GIVEN INSTRUCTION -
Word for word, transcribe every line from the one holding "Where can you see the white ranch" through the end of the records, but not the pictures.
___ RECORDS TO PROCESS
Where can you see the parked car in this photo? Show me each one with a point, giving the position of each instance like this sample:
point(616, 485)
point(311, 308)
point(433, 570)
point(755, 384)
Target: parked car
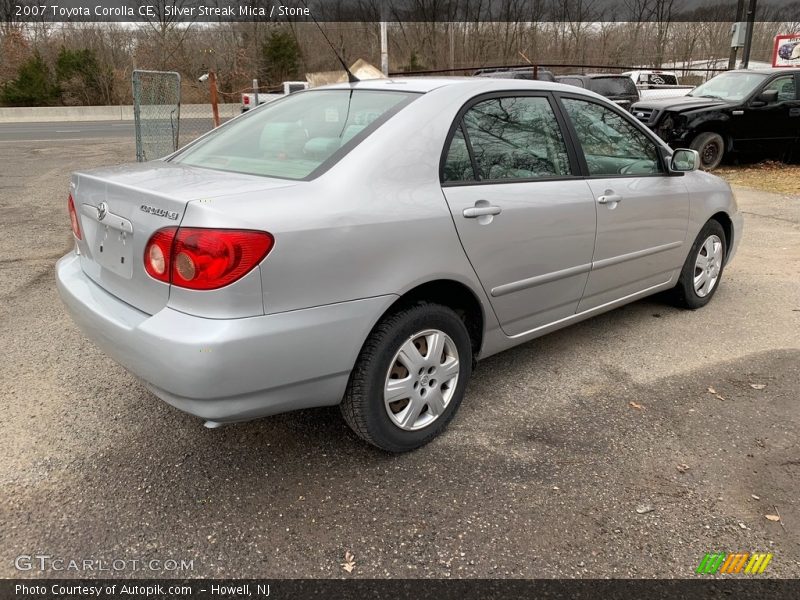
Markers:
point(617, 88)
point(516, 73)
point(658, 84)
point(790, 50)
point(754, 111)
point(365, 244)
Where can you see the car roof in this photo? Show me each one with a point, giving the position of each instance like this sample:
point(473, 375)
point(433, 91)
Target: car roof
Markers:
point(767, 71)
point(428, 84)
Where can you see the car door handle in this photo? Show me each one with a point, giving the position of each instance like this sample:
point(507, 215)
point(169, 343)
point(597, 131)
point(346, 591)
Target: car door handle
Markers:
point(609, 198)
point(481, 211)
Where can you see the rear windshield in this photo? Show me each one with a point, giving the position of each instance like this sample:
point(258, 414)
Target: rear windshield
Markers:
point(614, 86)
point(297, 135)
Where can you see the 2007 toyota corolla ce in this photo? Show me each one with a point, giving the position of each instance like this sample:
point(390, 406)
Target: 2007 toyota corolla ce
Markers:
point(364, 244)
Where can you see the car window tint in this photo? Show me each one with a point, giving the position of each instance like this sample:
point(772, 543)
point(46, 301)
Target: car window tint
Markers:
point(516, 138)
point(784, 86)
point(294, 136)
point(458, 166)
point(571, 81)
point(613, 86)
point(611, 144)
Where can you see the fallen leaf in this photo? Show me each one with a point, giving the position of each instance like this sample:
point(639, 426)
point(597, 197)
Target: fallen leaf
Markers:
point(349, 562)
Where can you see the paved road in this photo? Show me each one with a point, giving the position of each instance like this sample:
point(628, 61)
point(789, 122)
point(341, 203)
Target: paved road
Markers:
point(14, 133)
point(76, 130)
point(596, 451)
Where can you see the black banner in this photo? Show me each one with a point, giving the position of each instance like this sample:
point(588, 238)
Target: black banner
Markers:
point(744, 588)
point(210, 11)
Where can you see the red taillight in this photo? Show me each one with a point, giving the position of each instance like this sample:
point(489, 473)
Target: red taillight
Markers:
point(204, 259)
point(158, 254)
point(73, 218)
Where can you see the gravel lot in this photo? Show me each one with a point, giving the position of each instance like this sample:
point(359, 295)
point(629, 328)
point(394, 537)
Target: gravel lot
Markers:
point(540, 474)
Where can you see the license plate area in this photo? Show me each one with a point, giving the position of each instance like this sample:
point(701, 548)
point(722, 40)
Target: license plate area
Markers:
point(114, 250)
point(110, 238)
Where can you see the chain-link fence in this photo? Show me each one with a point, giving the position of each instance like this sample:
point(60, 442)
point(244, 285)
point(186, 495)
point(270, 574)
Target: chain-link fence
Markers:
point(156, 113)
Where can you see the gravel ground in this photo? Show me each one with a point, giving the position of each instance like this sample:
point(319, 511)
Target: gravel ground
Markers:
point(595, 451)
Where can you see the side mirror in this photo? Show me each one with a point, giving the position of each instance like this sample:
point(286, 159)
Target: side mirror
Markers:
point(766, 97)
point(684, 160)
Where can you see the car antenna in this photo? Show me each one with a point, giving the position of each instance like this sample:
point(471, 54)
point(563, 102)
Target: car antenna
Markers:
point(350, 77)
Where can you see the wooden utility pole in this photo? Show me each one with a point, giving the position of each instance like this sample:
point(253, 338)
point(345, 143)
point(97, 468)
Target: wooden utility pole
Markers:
point(212, 85)
point(734, 49)
point(748, 42)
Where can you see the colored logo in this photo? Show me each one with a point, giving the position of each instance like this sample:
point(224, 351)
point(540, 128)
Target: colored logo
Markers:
point(738, 562)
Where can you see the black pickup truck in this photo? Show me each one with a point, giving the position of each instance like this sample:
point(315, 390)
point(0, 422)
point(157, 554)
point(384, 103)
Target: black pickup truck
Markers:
point(750, 112)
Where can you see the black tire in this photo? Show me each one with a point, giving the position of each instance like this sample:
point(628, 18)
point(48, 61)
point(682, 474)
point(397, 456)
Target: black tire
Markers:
point(711, 147)
point(363, 406)
point(684, 294)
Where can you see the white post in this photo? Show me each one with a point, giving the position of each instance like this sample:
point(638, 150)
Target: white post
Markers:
point(384, 48)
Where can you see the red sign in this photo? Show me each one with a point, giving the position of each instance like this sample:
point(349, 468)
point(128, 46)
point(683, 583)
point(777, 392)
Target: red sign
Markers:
point(787, 51)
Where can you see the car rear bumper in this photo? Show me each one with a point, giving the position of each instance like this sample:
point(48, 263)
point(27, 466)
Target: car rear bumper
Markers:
point(226, 369)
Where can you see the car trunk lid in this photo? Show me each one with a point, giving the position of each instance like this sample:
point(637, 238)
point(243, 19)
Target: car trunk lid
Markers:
point(120, 208)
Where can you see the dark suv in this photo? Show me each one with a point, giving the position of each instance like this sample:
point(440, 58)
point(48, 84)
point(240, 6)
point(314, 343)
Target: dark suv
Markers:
point(755, 111)
point(617, 88)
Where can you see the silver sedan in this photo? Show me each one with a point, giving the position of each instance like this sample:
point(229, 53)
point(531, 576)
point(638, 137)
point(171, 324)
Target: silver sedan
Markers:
point(365, 244)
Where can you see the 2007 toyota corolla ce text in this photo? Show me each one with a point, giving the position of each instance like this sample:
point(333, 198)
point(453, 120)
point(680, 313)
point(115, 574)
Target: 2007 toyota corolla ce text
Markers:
point(364, 244)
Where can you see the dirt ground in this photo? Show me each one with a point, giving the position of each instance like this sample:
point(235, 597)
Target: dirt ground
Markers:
point(626, 446)
point(768, 175)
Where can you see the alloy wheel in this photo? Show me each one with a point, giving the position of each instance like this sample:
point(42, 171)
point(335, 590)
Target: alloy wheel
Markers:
point(708, 266)
point(421, 380)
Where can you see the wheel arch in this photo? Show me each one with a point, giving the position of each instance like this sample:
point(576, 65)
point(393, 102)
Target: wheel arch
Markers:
point(724, 219)
point(453, 294)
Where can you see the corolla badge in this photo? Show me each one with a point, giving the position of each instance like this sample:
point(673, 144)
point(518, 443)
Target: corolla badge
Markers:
point(159, 212)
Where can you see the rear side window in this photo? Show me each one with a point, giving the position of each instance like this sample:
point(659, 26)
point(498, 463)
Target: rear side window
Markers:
point(513, 138)
point(614, 86)
point(784, 86)
point(659, 79)
point(571, 81)
point(297, 135)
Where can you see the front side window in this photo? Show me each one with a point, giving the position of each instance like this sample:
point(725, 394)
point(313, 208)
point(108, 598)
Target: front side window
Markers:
point(513, 138)
point(784, 86)
point(611, 144)
point(295, 136)
point(734, 86)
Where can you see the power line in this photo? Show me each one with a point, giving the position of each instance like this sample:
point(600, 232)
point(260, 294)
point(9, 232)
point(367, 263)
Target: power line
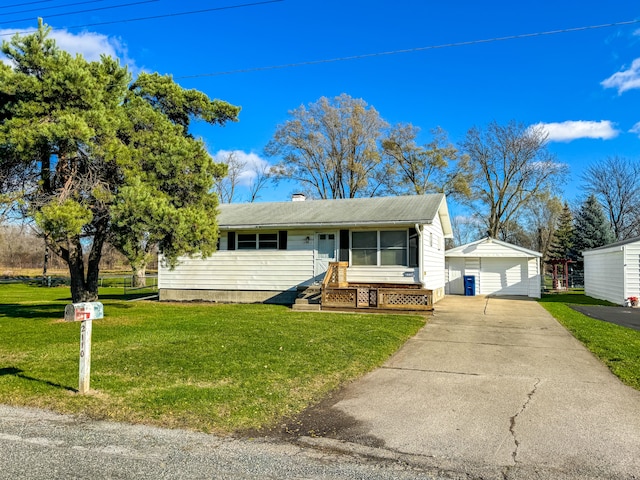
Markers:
point(155, 17)
point(84, 11)
point(22, 4)
point(408, 50)
point(39, 9)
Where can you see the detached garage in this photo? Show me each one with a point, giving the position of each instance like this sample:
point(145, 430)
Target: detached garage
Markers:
point(497, 268)
point(612, 272)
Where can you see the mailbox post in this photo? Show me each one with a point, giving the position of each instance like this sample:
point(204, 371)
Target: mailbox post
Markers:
point(84, 313)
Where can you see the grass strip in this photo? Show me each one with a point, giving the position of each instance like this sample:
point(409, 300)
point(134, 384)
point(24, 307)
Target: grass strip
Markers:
point(618, 347)
point(209, 367)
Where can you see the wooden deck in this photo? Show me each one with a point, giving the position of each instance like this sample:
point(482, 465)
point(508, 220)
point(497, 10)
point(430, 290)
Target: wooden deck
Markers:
point(338, 294)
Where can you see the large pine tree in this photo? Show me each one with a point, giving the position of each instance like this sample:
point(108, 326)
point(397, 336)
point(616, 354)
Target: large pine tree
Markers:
point(592, 229)
point(93, 157)
point(562, 243)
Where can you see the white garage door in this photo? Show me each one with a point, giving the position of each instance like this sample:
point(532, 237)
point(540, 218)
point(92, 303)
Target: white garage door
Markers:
point(503, 276)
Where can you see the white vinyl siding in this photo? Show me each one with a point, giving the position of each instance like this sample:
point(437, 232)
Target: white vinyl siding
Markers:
point(397, 274)
point(535, 280)
point(433, 257)
point(455, 270)
point(280, 270)
point(604, 275)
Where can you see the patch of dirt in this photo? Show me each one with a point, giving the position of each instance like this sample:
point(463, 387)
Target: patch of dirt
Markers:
point(323, 420)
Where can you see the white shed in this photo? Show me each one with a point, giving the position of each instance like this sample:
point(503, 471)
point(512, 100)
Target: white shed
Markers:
point(612, 272)
point(498, 268)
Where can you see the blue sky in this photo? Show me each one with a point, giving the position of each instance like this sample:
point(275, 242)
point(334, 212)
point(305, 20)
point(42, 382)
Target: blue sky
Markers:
point(583, 85)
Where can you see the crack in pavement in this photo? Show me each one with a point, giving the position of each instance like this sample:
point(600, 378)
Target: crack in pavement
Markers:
point(512, 428)
point(425, 370)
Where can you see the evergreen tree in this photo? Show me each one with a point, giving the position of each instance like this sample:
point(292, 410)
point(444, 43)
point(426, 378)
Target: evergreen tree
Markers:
point(96, 158)
point(562, 244)
point(592, 229)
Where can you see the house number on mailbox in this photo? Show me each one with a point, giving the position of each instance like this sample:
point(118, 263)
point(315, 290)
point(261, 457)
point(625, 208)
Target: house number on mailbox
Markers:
point(84, 313)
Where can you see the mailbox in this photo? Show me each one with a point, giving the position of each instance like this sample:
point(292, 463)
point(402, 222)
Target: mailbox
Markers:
point(79, 312)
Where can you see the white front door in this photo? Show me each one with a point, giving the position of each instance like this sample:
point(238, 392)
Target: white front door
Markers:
point(325, 253)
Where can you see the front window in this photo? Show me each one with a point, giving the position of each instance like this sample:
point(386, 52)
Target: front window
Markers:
point(385, 247)
point(262, 241)
point(364, 248)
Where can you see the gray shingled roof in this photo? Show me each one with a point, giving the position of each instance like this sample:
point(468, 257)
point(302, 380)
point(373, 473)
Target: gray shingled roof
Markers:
point(388, 211)
point(621, 243)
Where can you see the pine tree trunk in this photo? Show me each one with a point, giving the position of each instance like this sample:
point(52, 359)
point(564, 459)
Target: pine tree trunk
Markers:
point(85, 289)
point(139, 278)
point(80, 290)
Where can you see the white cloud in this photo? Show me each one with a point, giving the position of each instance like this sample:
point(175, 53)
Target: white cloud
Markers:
point(250, 164)
point(573, 130)
point(89, 44)
point(625, 79)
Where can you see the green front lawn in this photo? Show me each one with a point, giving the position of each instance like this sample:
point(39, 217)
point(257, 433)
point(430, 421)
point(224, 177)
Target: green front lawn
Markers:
point(618, 347)
point(215, 368)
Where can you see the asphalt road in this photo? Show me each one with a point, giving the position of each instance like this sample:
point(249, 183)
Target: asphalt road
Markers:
point(623, 316)
point(495, 388)
point(36, 444)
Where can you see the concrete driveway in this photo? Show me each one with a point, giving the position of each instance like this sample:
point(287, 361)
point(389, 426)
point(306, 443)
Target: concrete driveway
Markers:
point(495, 388)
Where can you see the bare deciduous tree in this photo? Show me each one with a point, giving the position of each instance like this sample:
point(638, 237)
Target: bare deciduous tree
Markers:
point(225, 186)
point(415, 170)
point(512, 167)
point(331, 147)
point(616, 184)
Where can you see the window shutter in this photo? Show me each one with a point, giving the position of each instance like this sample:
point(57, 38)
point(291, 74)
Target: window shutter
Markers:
point(282, 240)
point(414, 247)
point(344, 246)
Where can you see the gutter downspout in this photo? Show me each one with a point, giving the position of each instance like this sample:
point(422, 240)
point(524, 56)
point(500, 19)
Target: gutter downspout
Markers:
point(624, 275)
point(420, 255)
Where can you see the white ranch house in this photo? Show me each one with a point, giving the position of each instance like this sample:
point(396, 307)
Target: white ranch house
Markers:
point(612, 272)
point(267, 251)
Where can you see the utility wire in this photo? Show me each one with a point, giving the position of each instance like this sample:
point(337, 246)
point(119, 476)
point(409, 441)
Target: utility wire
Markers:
point(40, 9)
point(22, 4)
point(409, 50)
point(84, 11)
point(176, 14)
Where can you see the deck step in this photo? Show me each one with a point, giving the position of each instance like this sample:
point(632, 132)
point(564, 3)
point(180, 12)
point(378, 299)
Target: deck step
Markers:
point(306, 307)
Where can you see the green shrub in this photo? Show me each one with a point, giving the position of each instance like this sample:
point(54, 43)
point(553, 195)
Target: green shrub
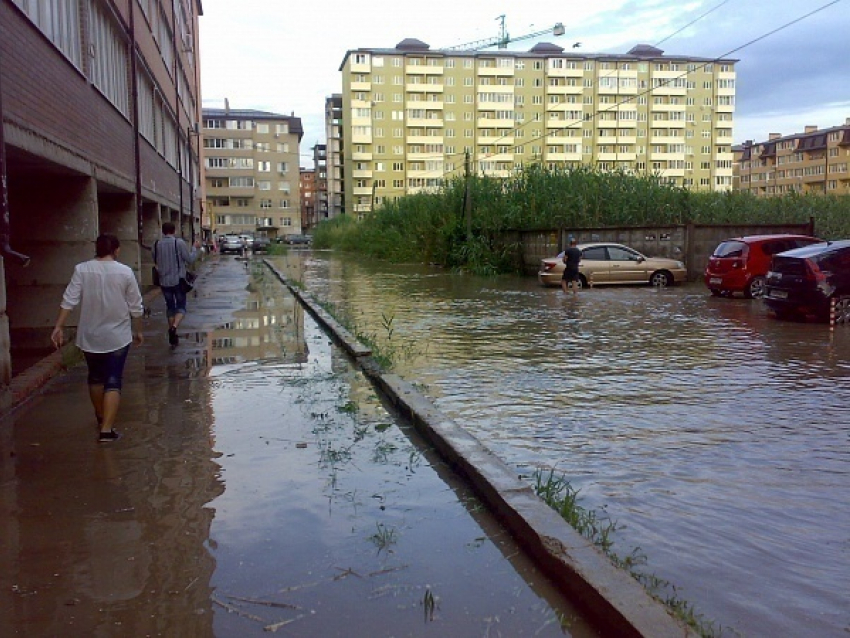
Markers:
point(433, 228)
______
EXERCISE OUTPUT -
Where can you see the white ranch house in this photo? Show me each one with a point, giving the position of each instance like this sample:
point(396, 307)
Target: white ranch house
Markers:
point(612, 272)
point(267, 251)
Where can you see the utility wire in this photo? Show me each one with a point, giving the position of each instance like this sample:
point(337, 246)
point(119, 476)
point(409, 441)
Target: utility wire
Markers:
point(40, 9)
point(22, 4)
point(409, 50)
point(84, 11)
point(176, 14)
Where can you see the deck step in this photo? Show me each one with a point, giving the position of each instance like this sample:
point(632, 132)
point(564, 3)
point(180, 12)
point(378, 299)
Target: deck step
Markers:
point(306, 307)
Where can you see the green shrub in this photo? Show me each one with a point, giving the position of each instance like this sample:
point(54, 43)
point(553, 195)
Target: green shrub
Markers:
point(433, 228)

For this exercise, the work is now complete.